### Reading passage ###

Roaming brings significant profit to a wireless service provider’s bottom line. It is also one of the most popular services offered by service providers. Managing roaming services, however, is a challenge. There is minimal data available on roaming service from the network elements involved. Monitoring the network elements and associated signaling and data links for their availability status and performance provides a good indication of the network health but reveals very little about underlying services. In real-life situations, it is often observed that a roamer is not able to access a particular service although the network status shows no faults. For example, a network management center based on network element monitoring may not be able to generate an alert in case of an error in the routing table. An error in the routing table may result in roaming failure, as critical signaling messages such as update location may not be able reach HPLMN HLR. It is therefore necessary to evolve a different strategy for monitoring of services as complex as roaming.
Many times the disruption or degradation of roaming services goes unnoticed for a long time, resulting in loss of revenue, as roamers tend not to call customer care promptly. Inbound roamers, on encountering a problem, would rather move to another available network, as they have choice and no loyalty to any visited network, causing instant churn. Outbound roamers may not report back, as they are in a foreign country and report only after arrival to their home network. Therefore, it is important to monitor the roaming services proactively to detect degradation or disruption before the roamers notice it.
This topic examines various key quality indicators that characterize roaming services and how to monitor then proactively to ensure minimum disruption.

### Record extracts ###

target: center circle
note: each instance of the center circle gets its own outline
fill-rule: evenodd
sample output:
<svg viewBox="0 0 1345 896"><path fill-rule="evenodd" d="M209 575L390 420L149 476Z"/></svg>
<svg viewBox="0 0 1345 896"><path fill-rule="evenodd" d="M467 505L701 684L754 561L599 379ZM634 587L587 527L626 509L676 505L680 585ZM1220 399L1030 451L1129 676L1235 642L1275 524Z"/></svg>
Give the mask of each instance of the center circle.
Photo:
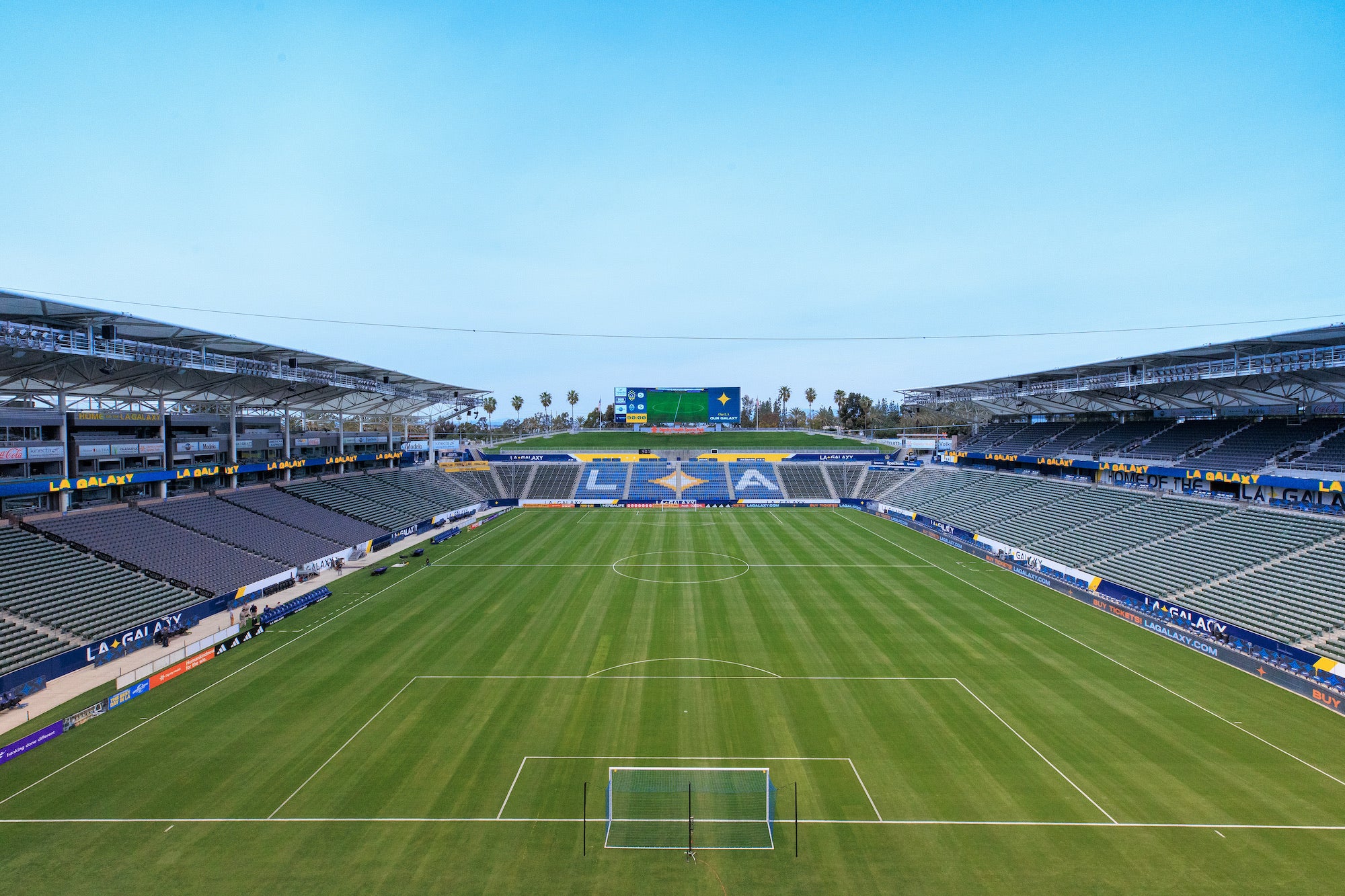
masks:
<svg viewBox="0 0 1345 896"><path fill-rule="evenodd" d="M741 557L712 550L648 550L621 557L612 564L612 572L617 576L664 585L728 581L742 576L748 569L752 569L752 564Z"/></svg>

###
### Record extracts ###

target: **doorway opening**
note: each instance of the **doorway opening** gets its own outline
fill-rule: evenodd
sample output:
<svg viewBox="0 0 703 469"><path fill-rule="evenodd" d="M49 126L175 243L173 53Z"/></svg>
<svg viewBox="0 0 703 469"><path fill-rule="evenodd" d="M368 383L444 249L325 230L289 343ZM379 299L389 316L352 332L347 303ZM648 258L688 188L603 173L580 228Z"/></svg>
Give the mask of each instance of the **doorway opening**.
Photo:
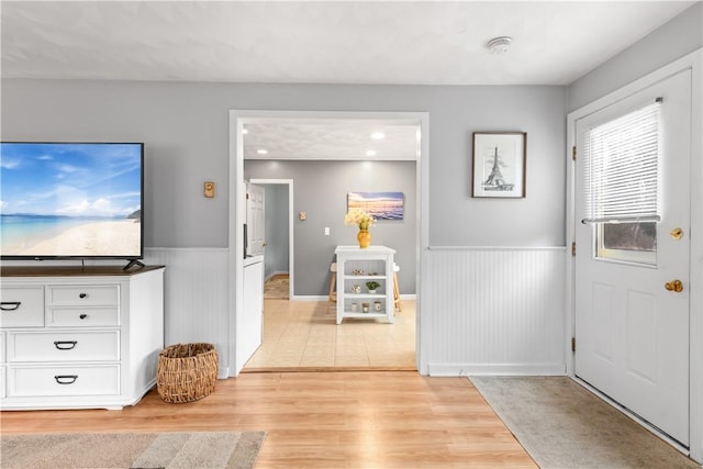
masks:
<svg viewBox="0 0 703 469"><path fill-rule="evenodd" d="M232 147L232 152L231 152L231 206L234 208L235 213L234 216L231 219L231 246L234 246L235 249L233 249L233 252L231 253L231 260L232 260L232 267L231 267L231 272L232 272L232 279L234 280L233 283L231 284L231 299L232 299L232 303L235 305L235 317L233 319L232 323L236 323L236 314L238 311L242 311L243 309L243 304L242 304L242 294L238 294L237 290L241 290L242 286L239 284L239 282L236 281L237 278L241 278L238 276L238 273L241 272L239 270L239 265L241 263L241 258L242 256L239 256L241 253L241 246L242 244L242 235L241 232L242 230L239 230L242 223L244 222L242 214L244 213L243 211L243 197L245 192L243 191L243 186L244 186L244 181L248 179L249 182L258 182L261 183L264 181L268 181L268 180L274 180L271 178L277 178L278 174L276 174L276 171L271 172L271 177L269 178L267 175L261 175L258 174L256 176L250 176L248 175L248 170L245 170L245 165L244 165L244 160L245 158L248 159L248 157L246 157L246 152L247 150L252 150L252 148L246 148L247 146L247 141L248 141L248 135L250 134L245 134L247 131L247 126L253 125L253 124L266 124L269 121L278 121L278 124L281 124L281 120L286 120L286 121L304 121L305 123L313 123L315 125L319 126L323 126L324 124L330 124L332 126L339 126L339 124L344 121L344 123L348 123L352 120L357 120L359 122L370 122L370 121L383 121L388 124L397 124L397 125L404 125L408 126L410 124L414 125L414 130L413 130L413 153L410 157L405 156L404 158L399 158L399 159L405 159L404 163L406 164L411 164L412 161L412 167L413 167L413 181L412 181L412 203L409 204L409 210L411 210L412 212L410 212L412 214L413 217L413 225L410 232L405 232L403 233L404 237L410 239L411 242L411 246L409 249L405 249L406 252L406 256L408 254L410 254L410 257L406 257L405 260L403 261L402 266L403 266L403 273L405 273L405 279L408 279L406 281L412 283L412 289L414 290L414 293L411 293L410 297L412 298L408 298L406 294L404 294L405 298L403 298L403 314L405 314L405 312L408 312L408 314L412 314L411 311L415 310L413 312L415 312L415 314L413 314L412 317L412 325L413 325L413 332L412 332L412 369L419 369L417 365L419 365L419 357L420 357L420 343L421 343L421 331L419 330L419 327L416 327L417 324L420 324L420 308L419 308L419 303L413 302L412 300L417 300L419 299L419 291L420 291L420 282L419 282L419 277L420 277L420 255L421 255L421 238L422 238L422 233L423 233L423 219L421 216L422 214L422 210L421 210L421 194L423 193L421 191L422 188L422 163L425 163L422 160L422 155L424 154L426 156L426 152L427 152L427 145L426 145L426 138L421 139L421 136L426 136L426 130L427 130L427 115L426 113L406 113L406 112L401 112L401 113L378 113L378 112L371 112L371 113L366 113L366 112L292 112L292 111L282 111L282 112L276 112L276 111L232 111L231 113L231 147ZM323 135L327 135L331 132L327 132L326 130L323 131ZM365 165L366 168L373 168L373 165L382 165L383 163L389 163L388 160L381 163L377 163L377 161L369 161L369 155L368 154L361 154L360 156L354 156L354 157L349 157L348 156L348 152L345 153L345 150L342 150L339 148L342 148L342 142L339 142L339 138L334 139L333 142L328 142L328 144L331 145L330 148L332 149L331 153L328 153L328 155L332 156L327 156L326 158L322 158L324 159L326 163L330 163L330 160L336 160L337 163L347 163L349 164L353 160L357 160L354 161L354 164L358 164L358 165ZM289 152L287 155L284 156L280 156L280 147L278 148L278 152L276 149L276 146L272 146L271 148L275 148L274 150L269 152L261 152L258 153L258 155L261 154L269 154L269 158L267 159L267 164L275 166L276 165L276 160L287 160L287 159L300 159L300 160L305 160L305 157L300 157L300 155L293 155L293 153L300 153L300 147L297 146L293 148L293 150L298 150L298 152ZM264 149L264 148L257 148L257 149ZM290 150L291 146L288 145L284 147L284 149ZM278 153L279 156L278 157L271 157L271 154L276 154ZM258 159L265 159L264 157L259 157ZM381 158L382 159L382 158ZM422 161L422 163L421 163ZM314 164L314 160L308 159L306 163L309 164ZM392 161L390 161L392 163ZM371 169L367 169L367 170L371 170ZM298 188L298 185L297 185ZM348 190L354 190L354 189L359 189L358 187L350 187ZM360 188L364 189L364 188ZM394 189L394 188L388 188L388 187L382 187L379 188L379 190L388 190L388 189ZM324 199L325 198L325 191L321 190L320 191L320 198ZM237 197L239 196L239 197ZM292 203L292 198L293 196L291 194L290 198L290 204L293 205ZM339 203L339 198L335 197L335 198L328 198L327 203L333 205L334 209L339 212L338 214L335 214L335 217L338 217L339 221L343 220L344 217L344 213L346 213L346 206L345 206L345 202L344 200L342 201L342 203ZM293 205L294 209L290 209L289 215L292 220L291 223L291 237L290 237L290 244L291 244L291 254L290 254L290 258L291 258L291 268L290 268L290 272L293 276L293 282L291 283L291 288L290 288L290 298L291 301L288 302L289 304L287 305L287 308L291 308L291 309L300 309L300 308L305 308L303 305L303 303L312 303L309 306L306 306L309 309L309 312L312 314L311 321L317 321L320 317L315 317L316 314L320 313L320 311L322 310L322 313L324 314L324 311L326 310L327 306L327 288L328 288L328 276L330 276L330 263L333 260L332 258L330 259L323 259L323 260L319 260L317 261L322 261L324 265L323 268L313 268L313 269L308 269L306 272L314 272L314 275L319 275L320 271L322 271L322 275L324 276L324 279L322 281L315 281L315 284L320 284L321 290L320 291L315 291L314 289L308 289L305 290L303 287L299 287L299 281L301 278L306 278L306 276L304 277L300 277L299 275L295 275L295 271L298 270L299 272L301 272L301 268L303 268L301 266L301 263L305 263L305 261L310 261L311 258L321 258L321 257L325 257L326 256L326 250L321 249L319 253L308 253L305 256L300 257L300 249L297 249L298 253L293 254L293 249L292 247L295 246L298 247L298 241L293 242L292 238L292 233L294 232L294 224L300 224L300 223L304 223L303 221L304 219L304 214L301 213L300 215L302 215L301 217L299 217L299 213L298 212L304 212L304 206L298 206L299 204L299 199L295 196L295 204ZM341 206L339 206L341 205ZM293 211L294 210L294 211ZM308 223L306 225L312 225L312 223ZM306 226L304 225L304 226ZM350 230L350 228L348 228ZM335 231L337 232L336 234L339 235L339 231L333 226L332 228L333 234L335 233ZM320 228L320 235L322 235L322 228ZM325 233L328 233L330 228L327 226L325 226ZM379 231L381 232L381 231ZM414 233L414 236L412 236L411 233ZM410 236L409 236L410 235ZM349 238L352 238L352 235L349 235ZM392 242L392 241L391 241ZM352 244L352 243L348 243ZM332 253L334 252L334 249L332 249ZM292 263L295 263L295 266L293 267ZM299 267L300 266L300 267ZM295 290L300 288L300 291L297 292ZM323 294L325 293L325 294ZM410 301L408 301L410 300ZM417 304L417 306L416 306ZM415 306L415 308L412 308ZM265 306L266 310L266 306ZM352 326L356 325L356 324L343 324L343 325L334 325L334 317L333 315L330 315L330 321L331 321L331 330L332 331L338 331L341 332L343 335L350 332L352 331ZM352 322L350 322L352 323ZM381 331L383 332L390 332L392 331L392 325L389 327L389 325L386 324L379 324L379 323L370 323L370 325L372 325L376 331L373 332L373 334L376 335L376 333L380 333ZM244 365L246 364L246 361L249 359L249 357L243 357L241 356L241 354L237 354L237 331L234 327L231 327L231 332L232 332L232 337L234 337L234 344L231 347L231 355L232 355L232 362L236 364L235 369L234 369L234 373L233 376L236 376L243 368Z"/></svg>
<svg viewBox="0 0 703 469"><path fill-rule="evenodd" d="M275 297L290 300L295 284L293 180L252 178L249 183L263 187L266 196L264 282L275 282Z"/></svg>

###
### Record extracts ###

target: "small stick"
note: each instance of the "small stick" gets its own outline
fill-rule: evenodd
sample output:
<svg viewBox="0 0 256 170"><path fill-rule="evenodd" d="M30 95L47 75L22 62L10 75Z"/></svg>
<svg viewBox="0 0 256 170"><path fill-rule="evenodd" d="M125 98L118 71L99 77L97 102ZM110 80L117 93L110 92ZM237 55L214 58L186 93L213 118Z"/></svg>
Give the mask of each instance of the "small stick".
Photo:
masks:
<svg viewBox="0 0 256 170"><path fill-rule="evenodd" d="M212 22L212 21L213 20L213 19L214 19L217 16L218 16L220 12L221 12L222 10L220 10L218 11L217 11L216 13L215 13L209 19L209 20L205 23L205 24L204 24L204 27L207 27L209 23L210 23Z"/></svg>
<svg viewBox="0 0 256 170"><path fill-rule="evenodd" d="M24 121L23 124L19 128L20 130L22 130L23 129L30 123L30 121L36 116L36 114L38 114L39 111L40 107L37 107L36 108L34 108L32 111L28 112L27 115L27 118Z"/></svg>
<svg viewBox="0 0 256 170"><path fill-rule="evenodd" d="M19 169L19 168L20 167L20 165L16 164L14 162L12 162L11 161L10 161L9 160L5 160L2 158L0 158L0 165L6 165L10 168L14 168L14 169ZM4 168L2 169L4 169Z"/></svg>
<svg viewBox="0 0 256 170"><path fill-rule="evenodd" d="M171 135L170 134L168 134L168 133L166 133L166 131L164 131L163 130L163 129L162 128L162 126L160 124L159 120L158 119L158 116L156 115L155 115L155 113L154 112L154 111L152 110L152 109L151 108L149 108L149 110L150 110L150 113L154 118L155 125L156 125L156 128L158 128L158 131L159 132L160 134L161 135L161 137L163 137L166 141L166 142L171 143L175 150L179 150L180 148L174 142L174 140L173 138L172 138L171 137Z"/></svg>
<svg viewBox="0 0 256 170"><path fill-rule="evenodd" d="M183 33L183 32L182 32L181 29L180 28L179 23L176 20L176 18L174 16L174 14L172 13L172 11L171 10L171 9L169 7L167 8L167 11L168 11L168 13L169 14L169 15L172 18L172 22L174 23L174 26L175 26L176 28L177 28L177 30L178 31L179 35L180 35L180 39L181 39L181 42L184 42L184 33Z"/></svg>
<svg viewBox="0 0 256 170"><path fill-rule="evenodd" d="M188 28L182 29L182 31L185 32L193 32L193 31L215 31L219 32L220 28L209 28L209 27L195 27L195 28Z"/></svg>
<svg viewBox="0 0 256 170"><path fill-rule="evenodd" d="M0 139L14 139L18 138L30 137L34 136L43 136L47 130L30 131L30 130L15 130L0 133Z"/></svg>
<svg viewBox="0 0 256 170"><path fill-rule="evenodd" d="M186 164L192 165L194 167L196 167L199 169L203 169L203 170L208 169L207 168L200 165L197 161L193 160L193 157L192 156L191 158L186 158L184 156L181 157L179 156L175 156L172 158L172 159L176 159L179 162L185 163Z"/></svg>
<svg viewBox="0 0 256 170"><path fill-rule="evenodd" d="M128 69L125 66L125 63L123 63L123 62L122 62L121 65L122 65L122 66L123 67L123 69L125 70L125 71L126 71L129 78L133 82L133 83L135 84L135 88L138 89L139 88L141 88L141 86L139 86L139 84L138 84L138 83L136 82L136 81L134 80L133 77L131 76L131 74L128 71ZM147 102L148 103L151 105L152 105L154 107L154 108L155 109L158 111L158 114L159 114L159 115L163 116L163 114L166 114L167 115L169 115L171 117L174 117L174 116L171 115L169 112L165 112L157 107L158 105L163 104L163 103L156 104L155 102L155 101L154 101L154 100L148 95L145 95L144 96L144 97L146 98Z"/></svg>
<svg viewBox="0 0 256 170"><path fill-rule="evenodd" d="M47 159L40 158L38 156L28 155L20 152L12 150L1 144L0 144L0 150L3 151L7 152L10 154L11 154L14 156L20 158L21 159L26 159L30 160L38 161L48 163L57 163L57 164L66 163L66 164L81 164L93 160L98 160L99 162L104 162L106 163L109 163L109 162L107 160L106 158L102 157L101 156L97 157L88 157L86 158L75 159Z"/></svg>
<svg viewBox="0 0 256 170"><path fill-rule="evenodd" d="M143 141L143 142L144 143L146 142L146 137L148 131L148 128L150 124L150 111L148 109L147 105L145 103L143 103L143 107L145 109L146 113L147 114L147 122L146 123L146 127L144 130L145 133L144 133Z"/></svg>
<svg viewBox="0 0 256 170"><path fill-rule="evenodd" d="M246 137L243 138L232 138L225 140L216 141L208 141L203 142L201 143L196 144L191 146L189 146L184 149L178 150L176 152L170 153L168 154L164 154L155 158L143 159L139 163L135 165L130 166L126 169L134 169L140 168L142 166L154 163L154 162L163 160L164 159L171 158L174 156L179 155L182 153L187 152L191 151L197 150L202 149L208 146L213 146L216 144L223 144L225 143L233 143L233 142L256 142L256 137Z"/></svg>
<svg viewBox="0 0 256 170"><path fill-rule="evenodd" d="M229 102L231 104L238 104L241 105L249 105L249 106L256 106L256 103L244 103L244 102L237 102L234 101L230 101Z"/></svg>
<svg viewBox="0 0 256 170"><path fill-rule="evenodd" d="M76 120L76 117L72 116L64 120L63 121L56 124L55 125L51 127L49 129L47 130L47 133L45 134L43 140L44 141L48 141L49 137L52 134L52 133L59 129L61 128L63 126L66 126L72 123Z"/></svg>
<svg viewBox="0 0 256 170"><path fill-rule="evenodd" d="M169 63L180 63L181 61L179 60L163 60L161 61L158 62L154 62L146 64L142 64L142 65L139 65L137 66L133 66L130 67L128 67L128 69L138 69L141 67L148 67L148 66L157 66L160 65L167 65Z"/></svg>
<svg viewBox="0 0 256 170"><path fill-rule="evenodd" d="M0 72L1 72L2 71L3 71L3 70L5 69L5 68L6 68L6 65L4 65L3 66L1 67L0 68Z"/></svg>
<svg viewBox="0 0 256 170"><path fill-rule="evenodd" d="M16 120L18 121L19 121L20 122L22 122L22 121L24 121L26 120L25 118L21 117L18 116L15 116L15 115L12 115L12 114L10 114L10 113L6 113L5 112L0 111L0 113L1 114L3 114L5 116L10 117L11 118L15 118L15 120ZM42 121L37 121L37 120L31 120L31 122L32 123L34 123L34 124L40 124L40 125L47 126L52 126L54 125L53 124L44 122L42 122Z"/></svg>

###

What is asked —
1. In the roaming passage above, which things does the text say are monitored for their availability status and performance?
2. Retype the roaming passage between "Many times the" and "ensure minimum disruption.", inclusive.
3. According to the roaming passage, which critical signaling message might fail to reach the HPLMN HLR because of a routing table error?

Answers to the exercise —
1.
- Network elements
- Associated signaling links
- Associated data links

2.
Many times the disruption or degradation of roaming services goes unnoticed for a long time, resulting in loss of revenue, as roamers tend not to call customer care promptly. Inbound roamers, on encountering a problem, would rather move to another available network, as they have choice and no loyalty to any visited network, causing instant churn. Outbound roamers may not report back, as they are in a foreign country and report only after arrival to their home network. Therefore, it is important to monitor the roaming services proactively to detect degradation or disruption before the roamers notice it.
This topic examines various key quality indicators that characterize roaming services and how to monitor then proactively to ensure minimum disruption.

3. Update location.